▸ PROBLEM TO WORK ON:
Reproduce each of the rows below line for line, without any changes, and omit the pictures from your copy.

▸ GIVEN RECORDS:
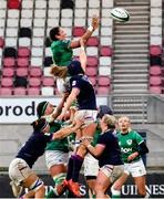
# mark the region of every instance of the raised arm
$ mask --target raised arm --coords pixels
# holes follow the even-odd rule
[[[62,112],[62,107],[64,105],[65,100],[68,98],[69,94],[65,93],[60,102],[60,104],[57,106],[54,113],[52,114],[52,117],[55,119]]]
[[[73,101],[76,100],[76,96],[79,95],[80,90],[78,87],[73,87],[65,104],[64,107],[62,109],[62,113],[60,114],[60,116],[58,117],[58,119],[62,121],[62,118],[64,117],[64,115],[66,114],[66,111],[70,108],[71,104]]]
[[[89,38],[91,38],[94,30],[99,27],[99,22],[100,22],[100,19],[98,18],[98,15],[94,14],[92,17],[91,25],[88,28],[86,32],[81,36],[83,42],[84,42],[84,45],[86,44]],[[75,49],[75,48],[79,48],[79,46],[80,46],[80,40],[72,40],[71,41],[71,43],[70,43],[71,49]]]
[[[88,63],[88,56],[86,56],[86,53],[85,53],[83,39],[80,39],[80,45],[81,45],[81,49],[80,49],[79,59],[80,59],[80,62],[81,62],[81,66],[82,66],[83,71],[85,72],[86,63]]]

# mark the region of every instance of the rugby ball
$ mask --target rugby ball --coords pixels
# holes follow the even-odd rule
[[[130,13],[121,7],[113,8],[111,10],[111,17],[120,22],[126,22],[130,20]]]

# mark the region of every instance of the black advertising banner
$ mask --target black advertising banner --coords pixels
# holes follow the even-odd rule
[[[48,175],[40,176],[45,185],[53,185],[52,179]],[[164,198],[164,174],[147,174],[147,190],[151,198]],[[0,175],[0,198],[12,198],[10,188],[10,179],[8,175]],[[81,193],[83,198],[88,198],[88,187],[83,176],[80,177]],[[64,196],[63,196],[64,198]],[[130,177],[127,182],[122,187],[122,198],[140,198],[133,179]]]

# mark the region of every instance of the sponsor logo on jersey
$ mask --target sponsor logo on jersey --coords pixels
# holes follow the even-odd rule
[[[132,139],[127,139],[127,140],[126,140],[126,144],[127,144],[127,145],[132,145]]]
[[[123,147],[121,147],[121,151],[126,154],[126,153],[132,151],[132,148],[123,148]]]

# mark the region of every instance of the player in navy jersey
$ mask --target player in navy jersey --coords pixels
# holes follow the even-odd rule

▸ RESPONSE TO THIS EXERCISE:
# mark the region of every instance of the raised arm
$ mask --target raised arm --coords pixels
# holes follow the even-odd rule
[[[62,112],[62,107],[64,105],[65,100],[68,98],[69,94],[65,93],[60,102],[60,104],[57,106],[54,113],[52,114],[52,117],[55,119]]]
[[[73,101],[76,100],[76,96],[79,95],[80,90],[78,87],[73,87],[65,104],[64,107],[62,109],[62,113],[60,114],[60,116],[58,117],[58,119],[62,121],[62,118],[64,117],[64,115],[66,114],[66,111],[70,108],[71,104]]]
[[[89,38],[91,38],[94,30],[99,27],[99,22],[100,22],[100,19],[98,18],[98,15],[94,14],[92,17],[91,25],[88,28],[86,32],[81,36],[83,42],[84,42],[84,45],[86,44]],[[75,49],[75,48],[79,48],[79,46],[80,46],[80,40],[72,40],[71,41],[71,43],[70,43],[71,49]]]
[[[88,63],[88,56],[86,56],[86,53],[85,53],[83,39],[80,39],[80,45],[81,45],[81,49],[80,49],[79,59],[80,59],[80,62],[81,62],[81,66],[82,66],[83,71],[85,72],[86,63]]]

# mark the region of every instance of the rugby ball
$ mask --target rugby ball --coords pixels
# holes follow the even-odd rule
[[[130,13],[121,7],[113,8],[111,10],[111,17],[120,22],[126,22],[130,20]]]

# mark the region of every instance of the black advertising banner
$ mask --target black advertising banner --coords pixels
# holes follow the even-odd rule
[[[48,175],[40,176],[45,185],[53,185],[52,179]],[[164,198],[164,174],[147,174],[147,190],[151,198]],[[0,175],[0,198],[12,198],[10,188],[10,179],[8,175]],[[81,193],[83,198],[88,198],[88,187],[83,176],[80,177]],[[64,196],[63,196],[64,198]],[[130,177],[127,182],[122,187],[122,198],[140,198],[133,179]]]

# mark the region of every instance of the sponsor logo on jersey
$ mask --target sponsor logo on jersey --coords pixels
# holes follow the even-odd rule
[[[132,139],[127,139],[127,140],[126,140],[126,144],[127,144],[127,145],[132,145]]]
[[[123,147],[121,147],[121,151],[126,154],[126,153],[132,151],[132,148],[123,148]]]

# mark the region of every instance of the player in navy jersey
$ mask --target player in navy jersey --coords pixels
# holes follow the even-odd rule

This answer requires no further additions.